- Requirements
Please output every one of the lines below, unchanged.

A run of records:
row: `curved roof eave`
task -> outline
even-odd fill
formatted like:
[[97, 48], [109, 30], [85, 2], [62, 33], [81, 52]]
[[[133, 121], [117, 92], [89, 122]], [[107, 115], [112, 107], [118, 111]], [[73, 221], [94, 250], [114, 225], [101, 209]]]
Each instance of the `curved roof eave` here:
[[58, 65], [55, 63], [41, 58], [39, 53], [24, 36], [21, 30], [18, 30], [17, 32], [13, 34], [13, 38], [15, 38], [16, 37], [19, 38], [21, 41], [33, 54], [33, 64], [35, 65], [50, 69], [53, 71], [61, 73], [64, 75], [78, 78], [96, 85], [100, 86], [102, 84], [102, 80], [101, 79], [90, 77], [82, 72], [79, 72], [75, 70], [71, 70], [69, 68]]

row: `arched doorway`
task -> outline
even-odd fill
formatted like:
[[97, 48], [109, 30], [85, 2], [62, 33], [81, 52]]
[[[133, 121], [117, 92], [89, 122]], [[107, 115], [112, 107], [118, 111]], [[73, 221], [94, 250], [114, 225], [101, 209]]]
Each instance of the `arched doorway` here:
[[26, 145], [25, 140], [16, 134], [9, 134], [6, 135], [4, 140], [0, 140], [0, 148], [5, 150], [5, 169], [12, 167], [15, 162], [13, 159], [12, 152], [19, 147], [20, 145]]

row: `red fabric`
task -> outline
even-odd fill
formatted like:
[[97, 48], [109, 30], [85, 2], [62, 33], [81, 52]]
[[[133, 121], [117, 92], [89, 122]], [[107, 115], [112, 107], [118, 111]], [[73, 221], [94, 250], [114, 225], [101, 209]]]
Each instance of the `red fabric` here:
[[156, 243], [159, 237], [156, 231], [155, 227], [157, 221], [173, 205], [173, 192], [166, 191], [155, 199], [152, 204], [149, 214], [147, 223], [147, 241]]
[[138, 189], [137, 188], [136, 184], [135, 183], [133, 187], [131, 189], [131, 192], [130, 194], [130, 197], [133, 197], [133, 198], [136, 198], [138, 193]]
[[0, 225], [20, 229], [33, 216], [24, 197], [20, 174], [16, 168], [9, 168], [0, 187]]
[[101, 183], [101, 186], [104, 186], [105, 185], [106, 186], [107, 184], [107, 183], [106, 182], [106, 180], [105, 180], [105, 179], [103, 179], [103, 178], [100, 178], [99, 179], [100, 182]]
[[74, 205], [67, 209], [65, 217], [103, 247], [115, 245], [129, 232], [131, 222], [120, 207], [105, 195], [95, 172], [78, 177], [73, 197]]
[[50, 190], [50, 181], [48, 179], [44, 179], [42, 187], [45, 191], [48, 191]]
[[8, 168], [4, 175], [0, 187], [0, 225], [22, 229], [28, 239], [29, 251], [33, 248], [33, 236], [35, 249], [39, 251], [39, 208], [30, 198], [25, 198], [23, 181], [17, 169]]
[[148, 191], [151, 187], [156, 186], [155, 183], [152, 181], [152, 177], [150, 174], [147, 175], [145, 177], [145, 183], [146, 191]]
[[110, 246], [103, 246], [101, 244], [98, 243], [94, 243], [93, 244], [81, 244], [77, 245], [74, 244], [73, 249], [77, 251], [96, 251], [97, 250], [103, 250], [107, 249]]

- Expected answer
row: `curved roof eave`
task -> outline
even-odd fill
formatted like:
[[97, 48], [109, 30], [85, 2], [62, 33], [81, 52]]
[[[133, 121], [117, 92], [89, 122]], [[107, 115], [112, 107], [118, 111]], [[73, 221], [94, 250], [114, 225], [101, 209]]]
Each instance of the `curved roof eave` here:
[[58, 65], [55, 63], [41, 58], [39, 53], [24, 36], [21, 30], [18, 30], [17, 32], [13, 34], [13, 38], [15, 38], [16, 37], [19, 38], [21, 41], [33, 54], [33, 64], [35, 65], [50, 69], [53, 71], [61, 73], [64, 75], [78, 78], [96, 85], [100, 86], [102, 84], [102, 80], [101, 79], [90, 77], [82, 72], [79, 72], [75, 70], [71, 70], [69, 68]]

row: `arched doorway`
task -> outline
even-odd fill
formatted like:
[[97, 48], [109, 30], [85, 2], [62, 33], [81, 52]]
[[[133, 121], [117, 92], [89, 122]], [[107, 115], [112, 107], [118, 111]], [[73, 221], [94, 250], [114, 225], [101, 209]]]
Each instance of the `arched doorway` here:
[[26, 145], [25, 140], [16, 134], [9, 134], [6, 135], [4, 140], [0, 140], [0, 148], [5, 150], [5, 169], [12, 167], [15, 162], [13, 159], [12, 152], [19, 147], [20, 145]]

row: `red fabric`
task -> outline
even-odd fill
formatted like:
[[97, 48], [109, 30], [85, 2], [62, 33], [81, 52]]
[[[133, 121], [117, 92], [89, 122]], [[107, 115], [112, 107], [118, 111]], [[73, 221], [94, 250], [114, 225], [101, 209]]]
Each instance of the `red fabric` here:
[[156, 243], [159, 237], [156, 231], [155, 227], [157, 221], [173, 205], [173, 192], [166, 191], [155, 199], [152, 204], [149, 214], [147, 223], [147, 241]]
[[138, 189], [137, 188], [136, 184], [135, 183], [133, 187], [131, 189], [131, 192], [130, 194], [130, 197], [133, 197], [133, 198], [136, 198], [138, 193]]
[[0, 225], [20, 229], [33, 216], [24, 197], [20, 174], [16, 168], [9, 168], [0, 187]]
[[101, 183], [101, 186], [104, 186], [105, 185], [106, 186], [107, 184], [107, 183], [106, 182], [106, 180], [105, 180], [105, 179], [103, 179], [103, 178], [100, 178], [99, 179], [100, 182]]
[[74, 205], [67, 209], [65, 217], [103, 247], [115, 245], [129, 232], [131, 222], [120, 207], [105, 195], [95, 172], [78, 177], [73, 197]]
[[50, 190], [50, 181], [48, 179], [44, 179], [42, 187], [45, 191], [48, 191]]
[[8, 168], [4, 175], [0, 187], [0, 225], [22, 229], [28, 239], [29, 251], [33, 248], [33, 236], [35, 249], [39, 251], [39, 208], [30, 198], [25, 198], [23, 181], [17, 169]]
[[148, 191], [151, 187], [156, 186], [155, 183], [152, 181], [152, 177], [150, 174], [147, 175], [145, 177], [145, 183], [146, 191]]
[[110, 246], [103, 246], [101, 244], [98, 243], [94, 243], [93, 244], [81, 244], [77, 245], [74, 244], [73, 249], [77, 251], [96, 251], [97, 250], [103, 250], [107, 249]]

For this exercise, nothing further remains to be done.